[Goals]
- 1) Check each statement against the lacrosse article and answer yes or no, quoting the words of the article that decide it: (a) Cassidy is the older twin. (b) The twins won a national title together at Boston College in 2021. (c) Courtney coaches high school lacrosse in Sayville.
- 2) From the lacrosse article, write out the passage starting at "Cassidy Weeks was" and ending at "told The Post.", swapping "drilled" for "struck".

[Supplied text]
Cassidy Weeks was ready to quit lacrosse on her first day as a 5-year-old after she got drilled in the head by a ball.
“I was like, ‘I never want to play again,’ ” the 26-year-old Bayport native told The Post.
It was only thanks to her twin sister, Courtney, who wanted to keep playing as a young child, that Cassidy stuck with the game despite the brutal start.
Now she’s a shoo-in for the U.S. Olympic roster in 2028, while Courtney is a high school state champion coach in Sayville — after the midfielders won a national title together at Boston College in 2021.
“We complement each other very well. We don’t overpower each other,” said Courtney, who is older by four minutes.
Cassidy says Courtney takes the cake when it comes to shooting, while Courtney says Cassidy is a workhorse of speed and endurance.
“It’s something different from others, especially since we play the same position,” added Cassidy, a member of Team USA playing pro with the Boston Guard of the Women’s Lacrosse League.
“We were also fighting each other for that same spot — I think that helped push us to that next level.”
Weeks to years
The twins were called up from JV to varsity at Bayport-Blue Point as eighth graders and quickly flourished.

[Stored data]

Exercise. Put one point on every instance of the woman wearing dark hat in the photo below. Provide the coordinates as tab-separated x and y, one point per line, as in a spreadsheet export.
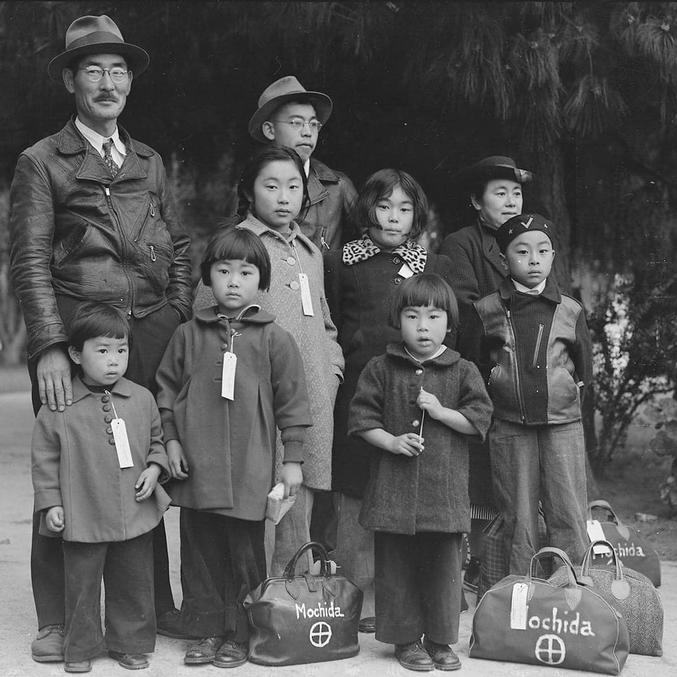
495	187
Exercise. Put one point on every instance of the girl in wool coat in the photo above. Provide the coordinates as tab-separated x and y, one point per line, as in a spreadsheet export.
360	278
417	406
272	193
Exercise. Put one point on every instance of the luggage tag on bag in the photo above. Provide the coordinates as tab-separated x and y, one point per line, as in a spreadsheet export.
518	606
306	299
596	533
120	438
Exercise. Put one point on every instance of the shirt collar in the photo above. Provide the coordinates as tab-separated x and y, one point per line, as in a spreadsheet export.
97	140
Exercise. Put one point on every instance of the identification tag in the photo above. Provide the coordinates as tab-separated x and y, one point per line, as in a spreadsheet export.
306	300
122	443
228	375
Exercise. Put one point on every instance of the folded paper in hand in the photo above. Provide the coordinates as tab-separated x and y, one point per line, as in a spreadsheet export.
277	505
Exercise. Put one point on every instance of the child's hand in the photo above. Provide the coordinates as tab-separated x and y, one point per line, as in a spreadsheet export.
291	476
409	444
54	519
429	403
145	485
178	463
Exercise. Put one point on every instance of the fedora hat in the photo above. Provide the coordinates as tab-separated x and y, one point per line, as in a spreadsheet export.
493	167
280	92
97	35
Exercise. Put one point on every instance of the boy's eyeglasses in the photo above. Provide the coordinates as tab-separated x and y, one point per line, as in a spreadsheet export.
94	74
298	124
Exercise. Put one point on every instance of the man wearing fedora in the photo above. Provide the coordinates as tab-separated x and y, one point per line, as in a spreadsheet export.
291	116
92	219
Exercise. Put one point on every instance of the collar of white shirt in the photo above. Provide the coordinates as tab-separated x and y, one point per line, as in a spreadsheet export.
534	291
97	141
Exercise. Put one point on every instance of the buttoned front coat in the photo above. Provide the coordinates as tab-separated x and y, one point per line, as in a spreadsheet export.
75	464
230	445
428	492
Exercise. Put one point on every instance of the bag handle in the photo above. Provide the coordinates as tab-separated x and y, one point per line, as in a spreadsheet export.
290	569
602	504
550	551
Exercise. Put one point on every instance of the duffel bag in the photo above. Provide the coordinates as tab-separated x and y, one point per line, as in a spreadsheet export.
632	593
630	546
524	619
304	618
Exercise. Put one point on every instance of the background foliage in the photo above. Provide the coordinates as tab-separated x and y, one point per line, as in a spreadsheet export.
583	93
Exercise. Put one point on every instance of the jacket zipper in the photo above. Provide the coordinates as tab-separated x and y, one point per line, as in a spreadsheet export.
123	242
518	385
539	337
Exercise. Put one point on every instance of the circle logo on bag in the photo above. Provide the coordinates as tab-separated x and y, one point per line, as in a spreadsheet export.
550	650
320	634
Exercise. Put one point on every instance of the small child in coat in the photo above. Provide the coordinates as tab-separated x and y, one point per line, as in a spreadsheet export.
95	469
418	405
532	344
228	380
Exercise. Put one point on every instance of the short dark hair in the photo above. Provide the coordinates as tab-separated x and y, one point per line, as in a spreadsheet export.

...

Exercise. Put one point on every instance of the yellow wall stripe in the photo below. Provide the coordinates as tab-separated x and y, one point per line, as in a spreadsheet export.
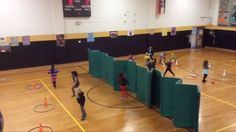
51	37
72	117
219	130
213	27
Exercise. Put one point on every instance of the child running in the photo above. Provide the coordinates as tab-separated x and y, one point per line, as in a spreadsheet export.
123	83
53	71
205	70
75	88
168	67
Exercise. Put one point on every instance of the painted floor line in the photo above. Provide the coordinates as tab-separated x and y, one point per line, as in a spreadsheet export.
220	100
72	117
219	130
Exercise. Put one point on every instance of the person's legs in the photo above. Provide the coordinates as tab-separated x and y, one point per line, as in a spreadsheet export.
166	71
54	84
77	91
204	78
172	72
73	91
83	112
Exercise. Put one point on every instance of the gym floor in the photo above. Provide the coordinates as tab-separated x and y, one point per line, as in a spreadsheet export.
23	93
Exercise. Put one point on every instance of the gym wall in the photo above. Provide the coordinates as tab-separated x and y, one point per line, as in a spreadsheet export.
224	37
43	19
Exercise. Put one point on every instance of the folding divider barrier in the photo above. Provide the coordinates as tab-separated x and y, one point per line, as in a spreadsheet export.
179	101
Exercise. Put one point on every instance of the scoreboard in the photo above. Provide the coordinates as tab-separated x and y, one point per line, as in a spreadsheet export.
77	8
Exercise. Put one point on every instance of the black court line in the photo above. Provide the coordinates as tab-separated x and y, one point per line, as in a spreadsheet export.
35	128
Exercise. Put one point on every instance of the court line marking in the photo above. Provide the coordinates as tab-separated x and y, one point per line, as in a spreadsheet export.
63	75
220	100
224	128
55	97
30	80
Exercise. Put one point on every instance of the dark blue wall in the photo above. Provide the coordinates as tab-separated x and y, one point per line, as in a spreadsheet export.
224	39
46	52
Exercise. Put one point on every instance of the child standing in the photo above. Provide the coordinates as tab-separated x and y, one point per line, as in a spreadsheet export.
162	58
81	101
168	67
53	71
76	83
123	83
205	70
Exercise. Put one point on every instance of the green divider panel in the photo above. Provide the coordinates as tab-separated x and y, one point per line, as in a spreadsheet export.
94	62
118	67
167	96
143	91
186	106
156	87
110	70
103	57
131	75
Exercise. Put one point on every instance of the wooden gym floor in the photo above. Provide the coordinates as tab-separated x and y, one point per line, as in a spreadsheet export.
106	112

[Solutions in order]
- 1)
(a) No: "said Courtney, who is older by four minutes."
(b) Yes: "after the midfielders won a national title together at Boston College in 2021."
(c) Yes: "Courtney is a high school state champion coach in Sayville."

- 2)
Cassidy Weeks was ready to quit lacrosse on her first day as a 5-year-old after she got struck in the head by a ball.
“I was like, ‘I never want to play again,’ ” the 26-year-old Bayport native told The Post.